§ **SELECTED EXTRACT**
** Begin **

Impact InvestingRacial Equity

Opportunities for impact investors in New Orleans


The W.K. Kellogg Foundation (WKKF) convened a cohort of influential investors (endowments, investment banks, corporations and individuals) for an experience called Reimagining Opportunities for Investment (ROI) in the South, an exploration of diverse investment opportunities in the U.S. South. This dynamic group of investors came together to mobilize a sustainable investment ecosystem for Black, Indigenous, Latino and other undercapitalized communities of color in the Deep South.

ROI in the South included a look at the region as a whole and made stops in local communities to zero in on investment-ready opportunities.

New Orleans is one of the most unique places in the country, with a diverse history that dates back centuries. Its blend of African, Native American, Latinx, Asian American and European cultures, languages and traditions is central to the city’s identity and enduring cultural appeal. The story of New Orleans is one of Black-American-led culture, with commercial districts centered on food, music and art. 

From an investor’s point of view, New Orleans is bursting with entrepreneurial talent and full of opportunities. This economic pursuit requires collaboration and a shared intention to avoid repeating historical patterns of extraction and disenfranchisement of communities of color. In the mid-19th century, New Orleans was one of the country’s economic centers, but this was undergirded by plantation slavery. Following the Civil War and Reconstruction, racist policies continued, resulting in an economic downturn. Decades later, the devastation of Hurricane Katrina in 2005 exacerbated disparities in income, education and health.

Subsequent investments in growth have largely not been inclusive of its communities of color. Though New Orleans is one of the country’s cultural hubs and has no shortage of entrepreneurs, inequities persist: while the number of businesses owned by people of color continue to increase, they receive only 2% of the city’s receipts. A 2020 Tulane study of startups in greater New Orleans found that entrepreneurs of color were half as likely to receive traditional bank loans or angel investments as majority White-owned firms.

** End **

Retype the passage on New Orleans investment opportunities word for word, everything from "New Orleans is one of the most" down to "music and art.".

§ **RECORD SET**
** Begin **

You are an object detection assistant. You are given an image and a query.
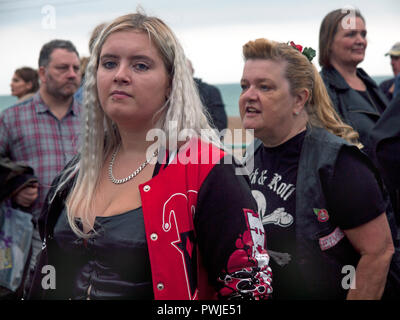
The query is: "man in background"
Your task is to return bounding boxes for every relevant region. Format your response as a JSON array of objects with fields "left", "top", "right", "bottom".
[
  {"left": 0, "top": 40, "right": 81, "bottom": 289},
  {"left": 379, "top": 42, "right": 400, "bottom": 101}
]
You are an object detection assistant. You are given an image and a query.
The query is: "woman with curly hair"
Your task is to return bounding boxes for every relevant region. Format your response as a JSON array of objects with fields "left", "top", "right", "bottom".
[{"left": 239, "top": 39, "right": 393, "bottom": 299}]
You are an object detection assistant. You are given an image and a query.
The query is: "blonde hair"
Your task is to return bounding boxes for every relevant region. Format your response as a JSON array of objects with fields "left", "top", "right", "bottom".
[
  {"left": 243, "top": 39, "right": 359, "bottom": 145},
  {"left": 318, "top": 9, "right": 365, "bottom": 67},
  {"left": 53, "top": 13, "right": 222, "bottom": 238}
]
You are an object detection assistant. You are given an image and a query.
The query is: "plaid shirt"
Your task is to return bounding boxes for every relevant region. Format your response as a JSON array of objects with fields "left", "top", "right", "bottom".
[{"left": 0, "top": 92, "right": 80, "bottom": 218}]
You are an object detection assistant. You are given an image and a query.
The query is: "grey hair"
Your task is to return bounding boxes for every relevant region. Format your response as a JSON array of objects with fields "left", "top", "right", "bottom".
[
  {"left": 52, "top": 13, "right": 223, "bottom": 237},
  {"left": 39, "top": 39, "right": 79, "bottom": 67}
]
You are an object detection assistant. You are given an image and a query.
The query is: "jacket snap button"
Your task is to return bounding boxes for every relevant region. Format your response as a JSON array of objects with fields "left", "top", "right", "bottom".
[
  {"left": 150, "top": 233, "right": 158, "bottom": 241},
  {"left": 157, "top": 282, "right": 164, "bottom": 291}
]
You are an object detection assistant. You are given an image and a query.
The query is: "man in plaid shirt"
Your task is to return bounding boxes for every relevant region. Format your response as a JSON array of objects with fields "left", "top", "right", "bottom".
[{"left": 0, "top": 40, "right": 81, "bottom": 294}]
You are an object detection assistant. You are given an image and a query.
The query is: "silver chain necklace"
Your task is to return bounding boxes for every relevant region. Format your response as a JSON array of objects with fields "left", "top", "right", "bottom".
[{"left": 108, "top": 146, "right": 158, "bottom": 184}]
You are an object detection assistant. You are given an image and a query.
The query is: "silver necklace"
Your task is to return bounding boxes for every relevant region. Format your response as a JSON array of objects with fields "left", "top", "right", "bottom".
[{"left": 108, "top": 146, "right": 158, "bottom": 184}]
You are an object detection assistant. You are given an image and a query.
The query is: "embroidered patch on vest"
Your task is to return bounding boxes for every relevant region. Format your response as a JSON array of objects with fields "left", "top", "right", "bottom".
[
  {"left": 319, "top": 227, "right": 344, "bottom": 251},
  {"left": 313, "top": 208, "right": 329, "bottom": 222}
]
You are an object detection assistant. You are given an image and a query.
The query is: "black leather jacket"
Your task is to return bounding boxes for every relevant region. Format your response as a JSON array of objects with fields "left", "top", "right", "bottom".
[{"left": 320, "top": 67, "right": 388, "bottom": 155}]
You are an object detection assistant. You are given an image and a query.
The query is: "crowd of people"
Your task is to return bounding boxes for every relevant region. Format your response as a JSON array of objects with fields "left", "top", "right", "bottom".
[{"left": 0, "top": 9, "right": 400, "bottom": 300}]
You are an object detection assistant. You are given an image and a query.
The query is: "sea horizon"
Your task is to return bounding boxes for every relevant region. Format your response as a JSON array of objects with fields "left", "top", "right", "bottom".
[{"left": 0, "top": 76, "right": 391, "bottom": 117}]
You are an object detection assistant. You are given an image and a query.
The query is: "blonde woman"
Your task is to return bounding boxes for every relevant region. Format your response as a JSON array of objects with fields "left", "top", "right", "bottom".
[
  {"left": 27, "top": 13, "right": 272, "bottom": 300},
  {"left": 239, "top": 39, "right": 393, "bottom": 299}
]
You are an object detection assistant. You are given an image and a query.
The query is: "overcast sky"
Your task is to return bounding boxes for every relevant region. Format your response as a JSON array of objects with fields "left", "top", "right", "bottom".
[{"left": 0, "top": 0, "right": 400, "bottom": 95}]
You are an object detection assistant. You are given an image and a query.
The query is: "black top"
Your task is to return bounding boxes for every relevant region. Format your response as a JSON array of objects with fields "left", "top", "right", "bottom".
[
  {"left": 250, "top": 131, "right": 385, "bottom": 299},
  {"left": 54, "top": 207, "right": 153, "bottom": 300},
  {"left": 356, "top": 87, "right": 386, "bottom": 114}
]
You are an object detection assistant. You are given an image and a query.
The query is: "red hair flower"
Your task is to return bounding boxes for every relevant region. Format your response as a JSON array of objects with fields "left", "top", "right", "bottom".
[
  {"left": 290, "top": 41, "right": 303, "bottom": 52},
  {"left": 288, "top": 41, "right": 316, "bottom": 62}
]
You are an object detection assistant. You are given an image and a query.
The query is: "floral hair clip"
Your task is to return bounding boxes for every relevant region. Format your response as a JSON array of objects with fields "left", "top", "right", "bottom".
[{"left": 288, "top": 41, "right": 316, "bottom": 62}]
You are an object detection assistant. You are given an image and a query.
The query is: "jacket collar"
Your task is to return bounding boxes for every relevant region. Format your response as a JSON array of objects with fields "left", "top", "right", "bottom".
[{"left": 321, "top": 67, "right": 377, "bottom": 90}]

** End **

§ **ANSWER**
New Orleans is one of the most unique places in the country, with a diverse history that dates back centuries. Its blend of African, Native American, Latinx, Asian American and European cultures, languages and traditions is central to the city’s identity and enduring cultural appeal. The story of New Orleans is one of Black-American-led culture, with commercial districts centered on food, music and art.